-- Excerpt follows --

A 22-year-old lady has been narrating the harrowing ordeal her mother had to go through in her quest to seek for remedies for her breast cancer disease.
Precious, who was then 9 years old said although she knew her mother was battling a breast infection, she didn’t know at that time that it was breast cancer.
She would see her mother endure so much pain and had to undergo spiritual bath every midnight.
Her mother, Joyce Aidoo, who was then 28 years, had sought treatment for her breast infection at a church at Agona Swedru in the Central Region. Joyce Aidoo also did not know she was suffering from breast cancer.
Precious, narrating her mother’s ordeal on Akoma FM’s lifestyle and social issues show, AkomaMuNsɛm, noted that at age nine, she saw her mother being told by the priest to pick stones and chew as a spiritual direction that would heal her mother.

“My mother was asked by the pastor to walk round the church building seven times and pick stones numbering seven to chew and that will help the swollen breast heal,” she recounted Thursday, October 24, 2024.
Joyce Aidoo, the cancer victim, confirmed the narration by her daughter and said at a point she could not endure the pain again after spending six months at the church and left.

“The Pastor made me chew those stones all in the name of getting healed but the breast kept enlarging and the pains were unbearable. I became a living dead so I ran away,” Joyce recounted.
To worsen their plight, she disclosed that her husband abandoned her and her daughter due to her condition.
This affected the education of Precious who had to stay with her mother at the church and depend on the grandmother who was a petty trader to survive.
Joyce said she was approached by a male breast cancer survivor who saw her condition after fleeing the pastor’s church, and advised her to seek medical attention. She was diagnosed with breast cancer and had her affected breast removed.
She has survived breast cancer for 13 years and has since become an advocate and a member of the Breast Cancer Survivors Association, encouraging women and young girls to get their breasts screened for early detection and prompt medical attention.
Meanwhile, President of Breast Care International, Dr Beatrice Wiafe Addai,who was also on the AkomaMuNsɛm show on Akoma 87.9FM is advocating the need for a deliberate social support system in the fight against breast cancer.

According to Dr. Wiafe Addai, in most advanced countries there are social support systems for breast cancer patients that make them more acceptable in society.
She lament the situation in Ghana is however different as anyone diagnosed with breast cancer is left on her own to battle the disease with huge financial burden and stigmatisation.

-- Excerpt concluded --
-- Given data follows --

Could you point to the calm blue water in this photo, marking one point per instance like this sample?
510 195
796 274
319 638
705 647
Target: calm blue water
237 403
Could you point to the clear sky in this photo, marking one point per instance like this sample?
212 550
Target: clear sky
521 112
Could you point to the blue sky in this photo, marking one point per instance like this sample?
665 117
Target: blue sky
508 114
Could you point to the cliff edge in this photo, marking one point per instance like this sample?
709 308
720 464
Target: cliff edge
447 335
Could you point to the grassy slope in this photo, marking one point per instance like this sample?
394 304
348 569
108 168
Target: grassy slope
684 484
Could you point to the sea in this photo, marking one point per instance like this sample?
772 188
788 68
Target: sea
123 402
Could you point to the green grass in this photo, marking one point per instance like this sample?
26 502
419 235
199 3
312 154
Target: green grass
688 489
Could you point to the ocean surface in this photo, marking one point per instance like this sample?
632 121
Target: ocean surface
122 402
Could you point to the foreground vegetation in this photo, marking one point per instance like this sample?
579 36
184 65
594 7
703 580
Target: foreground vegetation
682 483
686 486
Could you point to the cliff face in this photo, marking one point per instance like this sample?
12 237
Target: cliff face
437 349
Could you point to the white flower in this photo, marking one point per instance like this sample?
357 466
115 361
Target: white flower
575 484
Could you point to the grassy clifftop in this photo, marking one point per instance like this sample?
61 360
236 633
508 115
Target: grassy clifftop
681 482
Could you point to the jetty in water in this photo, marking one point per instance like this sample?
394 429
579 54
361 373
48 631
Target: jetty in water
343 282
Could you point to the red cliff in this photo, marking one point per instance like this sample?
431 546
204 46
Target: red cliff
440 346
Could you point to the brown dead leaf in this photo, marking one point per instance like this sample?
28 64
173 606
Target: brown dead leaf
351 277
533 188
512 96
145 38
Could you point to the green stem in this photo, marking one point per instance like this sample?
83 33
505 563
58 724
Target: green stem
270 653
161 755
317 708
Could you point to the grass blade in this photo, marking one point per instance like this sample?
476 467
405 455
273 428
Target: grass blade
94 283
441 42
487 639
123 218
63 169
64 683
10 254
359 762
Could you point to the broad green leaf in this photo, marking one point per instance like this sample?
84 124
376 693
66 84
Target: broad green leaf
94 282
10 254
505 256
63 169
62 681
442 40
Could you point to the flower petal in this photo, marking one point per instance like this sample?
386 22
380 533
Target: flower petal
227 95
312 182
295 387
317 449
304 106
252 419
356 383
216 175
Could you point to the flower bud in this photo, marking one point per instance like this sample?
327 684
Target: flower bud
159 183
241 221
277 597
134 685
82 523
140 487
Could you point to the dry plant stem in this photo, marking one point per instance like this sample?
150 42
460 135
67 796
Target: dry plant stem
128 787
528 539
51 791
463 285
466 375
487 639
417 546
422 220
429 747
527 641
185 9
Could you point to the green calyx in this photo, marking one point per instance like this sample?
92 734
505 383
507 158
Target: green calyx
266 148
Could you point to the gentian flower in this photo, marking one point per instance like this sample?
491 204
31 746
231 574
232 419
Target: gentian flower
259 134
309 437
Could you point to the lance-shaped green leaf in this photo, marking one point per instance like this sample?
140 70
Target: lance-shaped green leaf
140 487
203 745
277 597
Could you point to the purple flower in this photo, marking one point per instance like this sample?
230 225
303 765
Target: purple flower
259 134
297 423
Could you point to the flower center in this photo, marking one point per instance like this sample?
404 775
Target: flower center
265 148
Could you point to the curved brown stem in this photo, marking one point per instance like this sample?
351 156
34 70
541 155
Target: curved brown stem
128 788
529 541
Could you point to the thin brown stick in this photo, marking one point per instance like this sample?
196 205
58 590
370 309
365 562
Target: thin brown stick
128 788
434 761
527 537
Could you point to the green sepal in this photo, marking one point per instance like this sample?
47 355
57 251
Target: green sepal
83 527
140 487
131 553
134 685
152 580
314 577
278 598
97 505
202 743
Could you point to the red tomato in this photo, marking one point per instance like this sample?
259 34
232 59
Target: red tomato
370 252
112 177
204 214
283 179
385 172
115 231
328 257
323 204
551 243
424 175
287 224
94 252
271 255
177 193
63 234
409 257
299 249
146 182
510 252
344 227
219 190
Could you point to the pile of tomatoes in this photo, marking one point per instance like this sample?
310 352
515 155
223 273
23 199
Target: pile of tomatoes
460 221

-- Given data concluded --

> _Task list_
1: Answer from the article:
(a) In which town and region was the church where Joyce Aidoo sought treatment?
(b) How long did she spend at that church before leaving?
(c) Who is President of Breast Care International?
2: Duplicate the stretch of the article from "She lament the" through "burden and stigmatisation.".
Rely on the article alone, not on the rows.

> _Solutions to the exercise_
1:
(a) Agona Swedru, in the Central Region
(b) Six months
(c) Dr Beatrice Wiafe Addai

2:
She lament the situation in Ghana is however different as anyone diagnosed with breast cancer is left on her own to battle the disease with huge financial burden and stigmatisation.